→ Extrait fourni:
»»
El-Alia : un cimetière à l’abandon ?
Par Kamel Rachid – Vu de l’extérieur, le cimetière El-Alia a fière allure. Cependant, une fois à l’intérieur, et dépassé le premier cercle des carrés à l’entrée, c’est la stupéfaction devant autant de désolation. Le spectacle qui s’offre aux yeux est pitoyable et affligeant, et c’est le moins que l’on puisse dire : pistes défoncées, peuplées de nids de poule ou plutôt de cratères qui, par temps de pluie, se transforment en «gueltate» (fondrières), autant s’équiper alors de 4×4 amphibie pour pouvoir les emprunter.
El-qoraissa (l’oxalis), le chiendent, les ronces et bien d’autres mauvaises herbes recouvrent presque entièrement les tombes, ce qui rend hypothétique et très difficile de retrouver la sépulture d’un défunt. En outre, des détritus de tous genres sont éparpillés par-ci, par-là ! Néanmoins, le plus pénible reste d’aller à la quête de la tombe d’un disparu, c’est la galère, un véritable parcours du combattant. Aucune indication, ni signalisation ni plan, pas même un agent de l’EGPFC (l’organisme gestionnaire) pour vous informer ou vous orienter, c’est là une situation des plus préjudiciables et indignes de la plus grande nécropole de notre pays.
««
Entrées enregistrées
»»
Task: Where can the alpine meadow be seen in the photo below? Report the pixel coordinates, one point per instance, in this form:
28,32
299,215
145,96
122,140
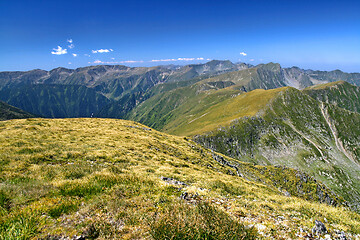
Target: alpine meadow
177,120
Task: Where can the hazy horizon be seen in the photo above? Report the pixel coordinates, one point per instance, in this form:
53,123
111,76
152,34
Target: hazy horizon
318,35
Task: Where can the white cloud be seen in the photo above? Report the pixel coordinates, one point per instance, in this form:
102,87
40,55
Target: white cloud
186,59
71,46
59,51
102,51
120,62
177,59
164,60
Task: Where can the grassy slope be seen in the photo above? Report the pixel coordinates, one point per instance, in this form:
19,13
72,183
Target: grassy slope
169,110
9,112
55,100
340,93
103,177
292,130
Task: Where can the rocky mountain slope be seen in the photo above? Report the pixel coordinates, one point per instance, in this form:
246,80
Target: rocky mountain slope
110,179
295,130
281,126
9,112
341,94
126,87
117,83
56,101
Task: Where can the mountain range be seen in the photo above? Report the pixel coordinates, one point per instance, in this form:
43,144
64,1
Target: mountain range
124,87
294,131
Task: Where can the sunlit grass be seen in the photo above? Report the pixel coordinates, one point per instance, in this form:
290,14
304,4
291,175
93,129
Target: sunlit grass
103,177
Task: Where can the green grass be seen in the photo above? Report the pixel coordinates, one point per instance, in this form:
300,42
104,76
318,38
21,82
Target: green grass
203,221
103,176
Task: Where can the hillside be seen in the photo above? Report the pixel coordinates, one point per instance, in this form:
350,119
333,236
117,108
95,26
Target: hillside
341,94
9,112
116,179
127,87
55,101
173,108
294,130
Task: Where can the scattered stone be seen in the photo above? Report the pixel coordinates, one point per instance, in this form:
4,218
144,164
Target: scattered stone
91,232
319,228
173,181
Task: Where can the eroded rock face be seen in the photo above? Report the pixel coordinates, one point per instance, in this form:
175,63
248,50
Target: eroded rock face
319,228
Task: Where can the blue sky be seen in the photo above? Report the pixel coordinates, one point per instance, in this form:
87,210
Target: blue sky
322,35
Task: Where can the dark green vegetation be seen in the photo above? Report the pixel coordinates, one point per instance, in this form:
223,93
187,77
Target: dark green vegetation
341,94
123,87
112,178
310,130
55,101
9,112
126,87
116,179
««
→ Énoncé 1:
Répondez aux questions suivantes d’après le texte sur le cimetière El-Alia :
(a) En quoi se transforment les cratères des pistes par temps de pluie ?
(b) Quelles plantes sont citées parmi celles qui recouvrent les tombes ?
(c) Que désigne le sigle EGPFC ?
→ Énoncé 2:
Traduisez en anglais la phrase suivante du texte sur le cimetière El-Alia : « Vu de l’extérieur, le cimetière El-Alia a fière allure. »
→ Énoncé 3:
Reprenez le texte sur le cimetière El-Alia à la suite de sa dernière phrase.

→ Réponse rédigée 1:
(a) En «gueltate» (fondrières).
(b) El-qoraissa (l’oxalis), le chiendent et les ronces.
(c) L’organisme gestionnaire du cimetière.

→ Réponse rédigée 2:
Seen from the outside, El-Alia cemetery looks impressive.

→ Réponse rédigée 3:
Ailleurs, les cimetières sont de véritables «petits paradis» sur terre ; à El-Alia, hormis le carré des soldats anglais de la Seconde Guerre mondiale, magnifiquement bien entretenu par les services consulaires britanniques et, bien entendu, les carrés 1 et 2, la quasi-totalité des autres carrés se trouvent dans un désolant état de délabrement et de déréliction.
Plus affligeant encore, la pitoyable situation où se morfondent les carrés où sont enterrés les martyrs du génocide de la «Bataille d’Alger». On citera : le carré 23 où se trouve la tombe du chahid légende, le lion de la Casbah et la fierté de tous les Algériens, Ali Amar (Ali la Pointe) ainsi que la tombe du chahid guillotiné Badèche Benhamdi (auteur de l’attentat mortel contre Amédée Froger, maire de Boufarik), mitoyen du carré 24, qui renferme les sépultures du chahid Khelifa Boukhalfa, le héros du plateau Saulière du Meissonnier, qui a tenu tête dans un combat inégal toute une journée face à la l’armada du sinistre Massuc et celle du chahid guillotiné, trois fois condamné à mort, le frêle et maladif chimiste artificier du FLN qui, face à ses juges du tribunal militaire qui le condamnaient à la peine capitale, déclara avec courage et fierté : «Pour mon pays, je saurai comment mourir…» ; le chahid Taleb Abderrahmane, pour ne citer que ceux-là, car la liste est longue de toutes les victimes de la barbarie colonialiste, qui reposent en ces lieux (gloire à nos martyrs).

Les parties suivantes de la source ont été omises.